● Task brief: Copy out the passage below about the San Diego complainers' club word for word, from start to finish.

● Article:
┏━━

Those who join the ranks of the complainers will receive a laminated membership card and a copy of Wildfire, the club’s quarterly newsletter. Named for San Diego’s brush-fire season, the four-page flyer will include features such as the Loathsome Beast of the Month, which will profile the area’s pests, from fleas to houseflies.

The first issue warns that San Diego County is riddled with earthquake faults--and provides a map showing where. It lauds San Diego’s pioneers for choosing unattractive names for such local hot spots as Spook Canyon, Garlic Flats, Skunk Spring and Slaughterhouse and Hellhole canyons. It also summarizes the club’s goals:

“We want to throw a wrench into the cogs of the power structure here. The sticky mass of self-serving real estate profiteers, wishy-washy politicians and others who think we really need to put San Diego on the map,” says Vol. I, No. 1, which claims that the club’s only weapon is ridicule. “There may be no blood in this fight, but there will be Bufferin and Maalox aplenty. We will be a plague upon anyone who seriously believes San Diego needs to grow.”

┗━━

● Source excerpt:

┏━━

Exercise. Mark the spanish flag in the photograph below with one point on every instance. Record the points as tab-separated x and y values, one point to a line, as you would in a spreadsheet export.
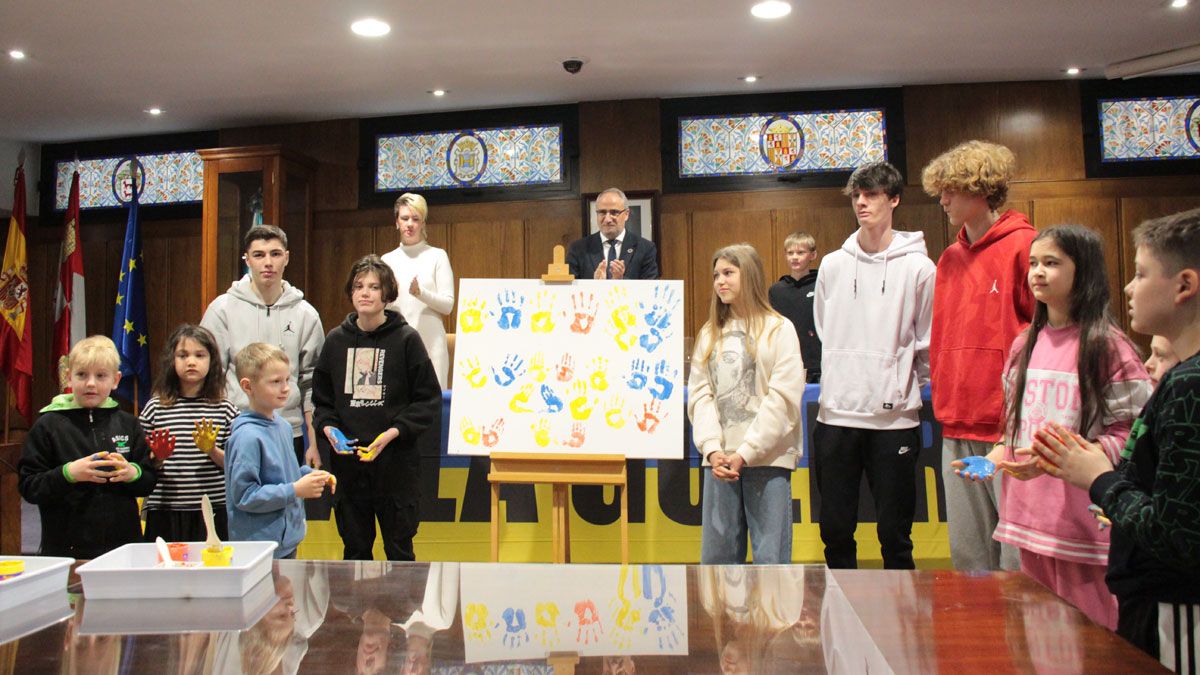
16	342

┗━━

● Solution to this exercise:
Those who join the ranks of the complainers will receive a laminated membership card and a copy of Wildfire, the club’s quarterly newsletter. Named for San Diego’s brush-fire season, the four-page flyer will include features such as the Loathsome Beast of the Month, which will profile the area’s pests, from fleas to houseflies.

The first issue warns that San Diego County is riddled with earthquake faults--and provides a map showing where. It lauds San Diego’s pioneers for choosing unattractive names for such local hot spots as Spook Canyon, Garlic Flats, Skunk Spring and Slaughterhouse and Hellhole canyons. It also summarizes the club’s goals:

“We want to throw a wrench into the cogs of the power structure here. The sticky mass of self-serving real estate profiteers, wishy-washy politicians and others who think we really need to put San Diego on the map,” says Vol. I, No. 1, which claims that the club’s only weapon is ridicule. “There may be no blood in this fight, but there will be Bufferin and Maalox aplenty. We will be a plague upon anyone who seriously believes San Diego needs to grow.”